[Begin Task inputs]

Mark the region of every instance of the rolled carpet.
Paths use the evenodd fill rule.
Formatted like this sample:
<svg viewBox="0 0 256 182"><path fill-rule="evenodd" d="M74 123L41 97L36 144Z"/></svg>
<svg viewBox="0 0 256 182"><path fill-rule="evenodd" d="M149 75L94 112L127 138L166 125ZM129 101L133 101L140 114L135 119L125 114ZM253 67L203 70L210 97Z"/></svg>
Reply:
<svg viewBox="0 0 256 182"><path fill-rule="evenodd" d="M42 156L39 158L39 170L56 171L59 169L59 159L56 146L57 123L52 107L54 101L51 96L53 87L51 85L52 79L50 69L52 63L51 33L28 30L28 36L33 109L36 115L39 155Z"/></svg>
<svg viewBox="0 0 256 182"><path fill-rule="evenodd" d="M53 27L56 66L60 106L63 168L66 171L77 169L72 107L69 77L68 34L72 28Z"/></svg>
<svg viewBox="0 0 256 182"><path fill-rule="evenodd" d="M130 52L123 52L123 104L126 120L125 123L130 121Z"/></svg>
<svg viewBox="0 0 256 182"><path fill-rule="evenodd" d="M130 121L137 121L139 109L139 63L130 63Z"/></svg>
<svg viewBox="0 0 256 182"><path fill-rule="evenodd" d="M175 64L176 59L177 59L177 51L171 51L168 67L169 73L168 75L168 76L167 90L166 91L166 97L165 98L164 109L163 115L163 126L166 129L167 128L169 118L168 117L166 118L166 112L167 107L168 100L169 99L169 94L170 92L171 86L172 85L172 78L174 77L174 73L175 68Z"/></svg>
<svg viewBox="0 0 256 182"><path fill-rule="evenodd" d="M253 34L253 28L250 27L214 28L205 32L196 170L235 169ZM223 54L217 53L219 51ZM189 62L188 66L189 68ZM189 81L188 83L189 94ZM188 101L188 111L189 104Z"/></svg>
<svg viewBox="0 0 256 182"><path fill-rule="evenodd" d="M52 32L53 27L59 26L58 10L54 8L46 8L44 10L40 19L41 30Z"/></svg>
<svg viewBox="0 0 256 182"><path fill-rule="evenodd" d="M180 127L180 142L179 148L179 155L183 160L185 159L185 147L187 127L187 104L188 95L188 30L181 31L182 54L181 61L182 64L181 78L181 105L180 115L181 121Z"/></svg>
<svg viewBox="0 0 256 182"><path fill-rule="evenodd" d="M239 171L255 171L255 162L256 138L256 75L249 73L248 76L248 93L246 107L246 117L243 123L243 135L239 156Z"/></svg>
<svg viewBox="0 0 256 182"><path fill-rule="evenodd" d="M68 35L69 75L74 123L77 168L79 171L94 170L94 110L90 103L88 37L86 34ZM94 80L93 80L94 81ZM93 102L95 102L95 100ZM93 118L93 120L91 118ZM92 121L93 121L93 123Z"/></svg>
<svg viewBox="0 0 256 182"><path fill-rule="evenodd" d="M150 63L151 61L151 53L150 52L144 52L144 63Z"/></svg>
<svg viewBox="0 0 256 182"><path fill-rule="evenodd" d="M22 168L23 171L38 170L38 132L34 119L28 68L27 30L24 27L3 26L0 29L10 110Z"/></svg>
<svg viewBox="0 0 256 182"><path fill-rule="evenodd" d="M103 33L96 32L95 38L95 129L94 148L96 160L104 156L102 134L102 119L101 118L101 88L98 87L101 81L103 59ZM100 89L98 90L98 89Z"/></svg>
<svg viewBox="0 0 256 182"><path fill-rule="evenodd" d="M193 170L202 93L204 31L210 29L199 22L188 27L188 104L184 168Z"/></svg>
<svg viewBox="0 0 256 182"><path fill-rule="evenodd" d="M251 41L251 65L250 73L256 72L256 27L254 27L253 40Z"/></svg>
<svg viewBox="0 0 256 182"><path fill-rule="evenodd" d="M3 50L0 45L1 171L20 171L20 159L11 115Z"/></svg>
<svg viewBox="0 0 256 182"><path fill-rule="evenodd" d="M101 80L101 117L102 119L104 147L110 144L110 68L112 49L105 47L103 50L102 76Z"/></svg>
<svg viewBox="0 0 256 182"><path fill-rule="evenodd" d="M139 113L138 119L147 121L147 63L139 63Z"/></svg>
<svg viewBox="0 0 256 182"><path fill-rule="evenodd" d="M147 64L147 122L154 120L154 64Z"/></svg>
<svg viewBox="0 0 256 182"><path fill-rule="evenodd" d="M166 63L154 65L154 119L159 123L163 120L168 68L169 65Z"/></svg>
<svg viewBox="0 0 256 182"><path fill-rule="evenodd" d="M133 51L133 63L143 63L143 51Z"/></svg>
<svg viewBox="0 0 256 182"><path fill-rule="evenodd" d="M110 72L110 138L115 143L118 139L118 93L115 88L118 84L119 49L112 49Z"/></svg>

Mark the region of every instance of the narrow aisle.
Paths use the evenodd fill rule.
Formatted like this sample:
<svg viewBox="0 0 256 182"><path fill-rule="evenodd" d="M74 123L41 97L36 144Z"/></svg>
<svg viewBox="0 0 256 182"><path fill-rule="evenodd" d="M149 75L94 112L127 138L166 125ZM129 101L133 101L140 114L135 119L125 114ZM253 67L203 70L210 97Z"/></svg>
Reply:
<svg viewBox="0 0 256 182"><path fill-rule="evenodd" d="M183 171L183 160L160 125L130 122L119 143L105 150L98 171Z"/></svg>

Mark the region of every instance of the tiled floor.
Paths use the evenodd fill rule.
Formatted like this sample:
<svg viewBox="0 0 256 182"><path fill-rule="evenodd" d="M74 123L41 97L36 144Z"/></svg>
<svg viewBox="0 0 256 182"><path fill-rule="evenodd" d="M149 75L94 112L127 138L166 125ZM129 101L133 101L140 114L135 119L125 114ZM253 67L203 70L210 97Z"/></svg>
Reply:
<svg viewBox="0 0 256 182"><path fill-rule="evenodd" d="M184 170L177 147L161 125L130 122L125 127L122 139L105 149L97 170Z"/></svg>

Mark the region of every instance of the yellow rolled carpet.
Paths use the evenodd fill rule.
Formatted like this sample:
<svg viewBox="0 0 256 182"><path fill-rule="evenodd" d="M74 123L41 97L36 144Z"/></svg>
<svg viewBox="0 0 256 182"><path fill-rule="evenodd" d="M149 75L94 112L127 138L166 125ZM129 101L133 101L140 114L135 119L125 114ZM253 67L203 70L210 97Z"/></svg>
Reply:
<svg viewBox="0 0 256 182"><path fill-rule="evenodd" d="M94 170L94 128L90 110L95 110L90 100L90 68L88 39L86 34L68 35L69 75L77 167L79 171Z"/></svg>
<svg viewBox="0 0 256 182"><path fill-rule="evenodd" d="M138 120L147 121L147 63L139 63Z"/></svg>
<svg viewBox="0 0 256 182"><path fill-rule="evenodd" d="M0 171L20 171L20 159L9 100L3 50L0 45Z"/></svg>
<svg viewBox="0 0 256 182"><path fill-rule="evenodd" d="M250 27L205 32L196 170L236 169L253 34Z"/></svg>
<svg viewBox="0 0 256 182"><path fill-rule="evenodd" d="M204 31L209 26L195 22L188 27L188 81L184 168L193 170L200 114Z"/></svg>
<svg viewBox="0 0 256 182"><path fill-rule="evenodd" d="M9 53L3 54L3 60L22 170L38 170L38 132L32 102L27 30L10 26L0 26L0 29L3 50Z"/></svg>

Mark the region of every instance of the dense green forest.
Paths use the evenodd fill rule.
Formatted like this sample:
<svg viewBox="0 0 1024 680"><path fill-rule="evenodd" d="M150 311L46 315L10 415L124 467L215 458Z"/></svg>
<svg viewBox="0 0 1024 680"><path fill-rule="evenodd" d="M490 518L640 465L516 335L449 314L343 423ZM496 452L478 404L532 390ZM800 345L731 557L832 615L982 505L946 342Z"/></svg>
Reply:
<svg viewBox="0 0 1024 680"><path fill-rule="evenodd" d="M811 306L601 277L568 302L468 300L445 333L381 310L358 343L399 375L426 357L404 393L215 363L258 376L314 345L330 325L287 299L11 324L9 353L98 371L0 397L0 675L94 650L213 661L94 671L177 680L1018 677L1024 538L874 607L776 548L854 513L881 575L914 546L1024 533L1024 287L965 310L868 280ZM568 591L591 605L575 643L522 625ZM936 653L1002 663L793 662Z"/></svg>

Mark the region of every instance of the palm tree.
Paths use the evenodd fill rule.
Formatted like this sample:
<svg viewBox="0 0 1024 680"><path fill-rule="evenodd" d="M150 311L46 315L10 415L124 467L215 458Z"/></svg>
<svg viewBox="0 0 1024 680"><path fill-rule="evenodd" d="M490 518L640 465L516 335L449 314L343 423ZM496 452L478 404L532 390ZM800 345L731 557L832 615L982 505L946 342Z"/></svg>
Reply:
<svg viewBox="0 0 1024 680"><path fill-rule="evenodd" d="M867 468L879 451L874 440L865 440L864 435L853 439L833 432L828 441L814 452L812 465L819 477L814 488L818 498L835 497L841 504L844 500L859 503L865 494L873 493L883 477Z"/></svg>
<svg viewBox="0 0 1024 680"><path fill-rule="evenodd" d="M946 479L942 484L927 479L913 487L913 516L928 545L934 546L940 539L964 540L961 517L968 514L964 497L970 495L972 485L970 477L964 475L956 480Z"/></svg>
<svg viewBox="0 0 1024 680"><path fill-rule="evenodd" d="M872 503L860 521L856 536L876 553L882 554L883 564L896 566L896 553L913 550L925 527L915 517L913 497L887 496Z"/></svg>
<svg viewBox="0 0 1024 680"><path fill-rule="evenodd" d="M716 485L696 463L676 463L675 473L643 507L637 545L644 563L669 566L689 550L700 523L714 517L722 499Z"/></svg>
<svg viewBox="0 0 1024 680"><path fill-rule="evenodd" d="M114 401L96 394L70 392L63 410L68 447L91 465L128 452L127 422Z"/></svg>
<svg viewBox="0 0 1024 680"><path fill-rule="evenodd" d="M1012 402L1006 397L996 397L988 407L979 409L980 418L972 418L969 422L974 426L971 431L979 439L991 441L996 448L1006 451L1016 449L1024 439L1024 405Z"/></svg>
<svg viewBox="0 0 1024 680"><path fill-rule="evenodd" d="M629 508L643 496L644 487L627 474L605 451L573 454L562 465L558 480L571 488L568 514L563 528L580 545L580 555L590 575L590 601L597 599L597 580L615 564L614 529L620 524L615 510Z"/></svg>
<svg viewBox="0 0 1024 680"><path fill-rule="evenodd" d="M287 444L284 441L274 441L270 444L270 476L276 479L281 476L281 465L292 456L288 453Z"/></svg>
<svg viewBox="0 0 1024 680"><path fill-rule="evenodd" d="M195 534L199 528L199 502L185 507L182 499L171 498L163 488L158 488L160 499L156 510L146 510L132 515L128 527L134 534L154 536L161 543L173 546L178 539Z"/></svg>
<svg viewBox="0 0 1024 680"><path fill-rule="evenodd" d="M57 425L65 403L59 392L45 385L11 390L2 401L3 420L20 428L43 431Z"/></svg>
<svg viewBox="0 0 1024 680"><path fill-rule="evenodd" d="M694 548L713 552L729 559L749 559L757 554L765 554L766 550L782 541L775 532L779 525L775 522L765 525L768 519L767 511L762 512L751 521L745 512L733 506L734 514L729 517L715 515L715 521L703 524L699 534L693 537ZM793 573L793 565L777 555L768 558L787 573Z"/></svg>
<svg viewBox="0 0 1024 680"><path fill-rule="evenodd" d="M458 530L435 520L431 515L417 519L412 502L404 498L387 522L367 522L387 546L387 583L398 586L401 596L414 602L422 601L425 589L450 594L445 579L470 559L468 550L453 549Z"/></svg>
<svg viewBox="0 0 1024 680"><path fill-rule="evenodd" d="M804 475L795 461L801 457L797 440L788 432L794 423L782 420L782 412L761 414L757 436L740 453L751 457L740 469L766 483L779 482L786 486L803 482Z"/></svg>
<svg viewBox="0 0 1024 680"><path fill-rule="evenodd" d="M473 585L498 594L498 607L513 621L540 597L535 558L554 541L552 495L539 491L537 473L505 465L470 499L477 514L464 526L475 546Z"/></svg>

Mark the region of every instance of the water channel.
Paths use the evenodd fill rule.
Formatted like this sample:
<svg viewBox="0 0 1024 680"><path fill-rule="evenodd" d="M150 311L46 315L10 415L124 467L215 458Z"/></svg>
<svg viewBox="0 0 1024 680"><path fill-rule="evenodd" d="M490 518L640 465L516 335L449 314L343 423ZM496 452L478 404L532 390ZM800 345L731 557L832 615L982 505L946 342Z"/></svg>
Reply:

[End Task inputs]

§ Exercise
Can you copy out, unchanged, the lines above from the one containing "Mark the region of every instance of the dense" through the one containing "306L601 277L568 302L468", both included?

§ Answer to the task
Mark the region of every instance of the dense green forest.
Paths use the evenodd fill rule.
Formatted like this sample:
<svg viewBox="0 0 1024 680"><path fill-rule="evenodd" d="M150 311L46 315L10 415L124 467L215 458Z"/></svg>
<svg viewBox="0 0 1024 680"><path fill-rule="evenodd" d="M490 518L640 465L516 335L449 314L343 423ZM496 452L478 404L532 390ZM800 345L731 557L832 615L982 505L946 342Z"/></svg>
Reply:
<svg viewBox="0 0 1024 680"><path fill-rule="evenodd" d="M811 306L601 277L568 302L468 300L445 333L381 310L358 343L399 375L426 357L404 393L215 363L258 376L314 345L330 325L287 299L11 324L9 353L98 371L0 397L0 675L94 650L213 661L94 671L177 680L1018 677L1024 538L874 607L776 548L854 513L881 575L914 546L1024 533L1024 287L965 310L868 280ZM568 591L591 605L575 643L522 625ZM936 653L1002 663L793 662Z"/></svg>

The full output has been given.